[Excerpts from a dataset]
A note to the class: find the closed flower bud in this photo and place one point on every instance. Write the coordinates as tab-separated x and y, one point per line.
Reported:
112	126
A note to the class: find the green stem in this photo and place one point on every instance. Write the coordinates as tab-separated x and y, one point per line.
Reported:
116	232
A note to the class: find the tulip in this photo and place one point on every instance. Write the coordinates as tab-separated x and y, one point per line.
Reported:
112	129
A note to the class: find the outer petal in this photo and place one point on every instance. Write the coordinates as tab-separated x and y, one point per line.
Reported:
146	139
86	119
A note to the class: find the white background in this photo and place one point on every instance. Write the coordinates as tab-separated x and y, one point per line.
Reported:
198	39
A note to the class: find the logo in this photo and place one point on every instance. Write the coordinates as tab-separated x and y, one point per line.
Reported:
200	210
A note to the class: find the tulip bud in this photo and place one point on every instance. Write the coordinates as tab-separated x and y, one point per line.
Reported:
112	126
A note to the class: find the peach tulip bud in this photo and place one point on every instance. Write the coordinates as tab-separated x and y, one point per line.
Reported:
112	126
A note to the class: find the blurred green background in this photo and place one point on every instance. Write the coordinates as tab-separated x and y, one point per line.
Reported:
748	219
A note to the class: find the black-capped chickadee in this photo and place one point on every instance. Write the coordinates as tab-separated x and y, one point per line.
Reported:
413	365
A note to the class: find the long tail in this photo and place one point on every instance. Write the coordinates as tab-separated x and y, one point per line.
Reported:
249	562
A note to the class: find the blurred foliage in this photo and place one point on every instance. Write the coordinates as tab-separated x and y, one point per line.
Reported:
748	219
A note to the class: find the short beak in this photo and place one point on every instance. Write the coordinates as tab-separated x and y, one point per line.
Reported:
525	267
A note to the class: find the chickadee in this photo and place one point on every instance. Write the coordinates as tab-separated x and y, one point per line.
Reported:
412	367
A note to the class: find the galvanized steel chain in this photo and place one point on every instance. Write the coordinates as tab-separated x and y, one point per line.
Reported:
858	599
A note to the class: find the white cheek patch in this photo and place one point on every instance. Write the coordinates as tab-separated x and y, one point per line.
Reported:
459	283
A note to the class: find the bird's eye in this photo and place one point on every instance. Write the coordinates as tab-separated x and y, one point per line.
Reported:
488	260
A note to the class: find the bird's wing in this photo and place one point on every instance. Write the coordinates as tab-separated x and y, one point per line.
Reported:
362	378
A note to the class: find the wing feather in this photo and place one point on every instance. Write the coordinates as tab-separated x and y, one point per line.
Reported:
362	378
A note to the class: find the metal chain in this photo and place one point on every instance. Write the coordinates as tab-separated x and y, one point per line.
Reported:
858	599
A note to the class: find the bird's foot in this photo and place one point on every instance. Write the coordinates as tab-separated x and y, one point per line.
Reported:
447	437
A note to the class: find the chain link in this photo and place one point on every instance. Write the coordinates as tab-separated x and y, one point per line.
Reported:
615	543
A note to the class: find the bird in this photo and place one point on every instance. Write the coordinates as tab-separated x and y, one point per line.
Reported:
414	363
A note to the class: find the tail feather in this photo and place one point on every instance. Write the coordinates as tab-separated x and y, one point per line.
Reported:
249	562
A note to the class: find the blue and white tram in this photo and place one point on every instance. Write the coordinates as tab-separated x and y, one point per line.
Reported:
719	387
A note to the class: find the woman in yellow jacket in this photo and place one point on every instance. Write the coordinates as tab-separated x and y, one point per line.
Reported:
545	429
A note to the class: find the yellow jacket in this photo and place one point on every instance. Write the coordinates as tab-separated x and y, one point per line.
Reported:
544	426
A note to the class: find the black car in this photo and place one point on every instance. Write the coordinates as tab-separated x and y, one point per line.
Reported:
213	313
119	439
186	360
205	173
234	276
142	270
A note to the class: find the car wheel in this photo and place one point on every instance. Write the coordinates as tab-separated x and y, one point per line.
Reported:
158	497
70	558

The problem | Every entry needs to be copied again, word for word.

Solution to this task |
A note to the class: find the closed flower bud in this photo and place one point on every instance. Write the coordinates as tab-separated x and y, one point per line.
Reported:
112	126
A note to the class: find the green stem in this photo and place one point on every instance. Write the coordinates as tab-separated x and y, one point per line.
Reported:
116	232
A note to the class: find the tulip in this photo and place one point on every instance. Write the coordinates as tab-separated x and y, one point per line.
Reported:
112	129
A note to the class: find the outer petal in this photo and place one point on every instance. Write the coordinates as tab-separated x and y, one point per line.
Reported:
146	139
86	119
A note to the class: find the white background in this photo and place one point on every instance. Write the coordinates as tab-separated x and y, one point per line.
Reported:
198	39
A note to the class: find the logo in this photo and place one point on every instance. Write the coordinates as tab-separated x and y, one point per line.
Reported:
200	210
A note to the class: find the tulip bud in this photo and place one point on every instance. Write the coordinates as tab-separated x and y, one point per line.
Reported:
112	126
A note to the class: find the peach tulip bud in this photo and place one point on every instance. Write the coordinates as tab-separated x and y, one point per line.
Reported:
112	126
A note to the class: find the blurred green background in this photo and place one point on every instance. Write the coordinates as tab-separated x and y, one point per line.
Reported:
748	219
A note to the class: find the black-capped chickadee in this photo and place one point on every instance. Write the coordinates as tab-separated x and y, one point per line.
Reported:
413	365
A note to the class: find the long tail in this photo and place one point on every instance. Write the coordinates as tab-separated x and y, one point per line.
Reported:
249	562
A note to the class: find the blurred foliage in this photo and place one point on every instance. Write the coordinates as tab-separated x and y, one point per line.
Reported:
748	219
A note to the class: find the short beak in this photo and place one point on every instance. Write the coordinates as tab-separated x and y, one point per line.
Reported:
525	267
A note to the class: find the chickadee in this photo and place one point on every instance. Write the coordinates as tab-separated x and y, one point per line.
Reported:
412	367
A note to the class: find the galvanized steel chain in this photo and place one point on every instance. Write the coordinates as tab-separated x and y, one point per line.
Reported:
858	599
A note to the class: find the white cheek patch in this photo and place one point on every instance. Write the coordinates as tab-separated x and y, one point per line.
Reported:
459	283
A note to the class: find the bird's eye in this photo and place one point on every instance. Write the coordinates as tab-separated x and y, one point per line.
Reported:
488	260
A note to the class: find the bird's wing in this photo and place one point on every instance. Write the coordinates as tab-separated x and y, one point per line.
Reported:
362	378
A note to the class: find the wing feather in this photo and place one point on every instance. Write the coordinates as tab-separated x and y, one point per line.
Reported:
362	378
A note to the class: find the metal chain in this photo and place one point on every instance. Write the coordinates as tab-separated x and y, one point per line.
Reported:
858	599
A note to the class: find the bird's foot in this photo and place one point on every instance. Write the coordinates as tab-separated x and y, one point per line.
Reported:
447	437
A note to the class: find the chain link in this photo and place one point on every instance. Write the coordinates as tab-separated x and y, one point per line.
Reported:
615	543
A note to the class: find the bird in this photo and place one point on every instance. Write the coordinates as tab-separated x and y, one point per line.
Reported:
414	363
A note to the class: find the tail feather in this photo and place one point on every instance. Write the coordinates as tab-separated x and y, one point per line.
Reported:
249	562
A note to the class: find the blue and white tram in this photo and place one point on every instance. Write the coordinates as tab-separated x and y, one point per line.
Reported:
719	387
A note to the class: find the woman in yellow jacket in this photo and place one point on every instance. Write the coordinates as tab-separated x and y, one point per line.
Reported:
545	429
A note to the class: find the yellow jacket in this photo and place one point on every instance. Write the coordinates as tab-separated x and y, one point per line.
Reported:
544	426
A note to the class: find the black car in this photo and place one point on every instance. Write the coordinates as tab-separated x and y, one point per line.
Reported:
213	313
119	439
186	360
205	173
234	276
142	270
A note to the class: find the car wheel in this photo and place one point on every instance. Write the coordinates as tab-separated x and y, one point per line.
Reported:
158	497
70	558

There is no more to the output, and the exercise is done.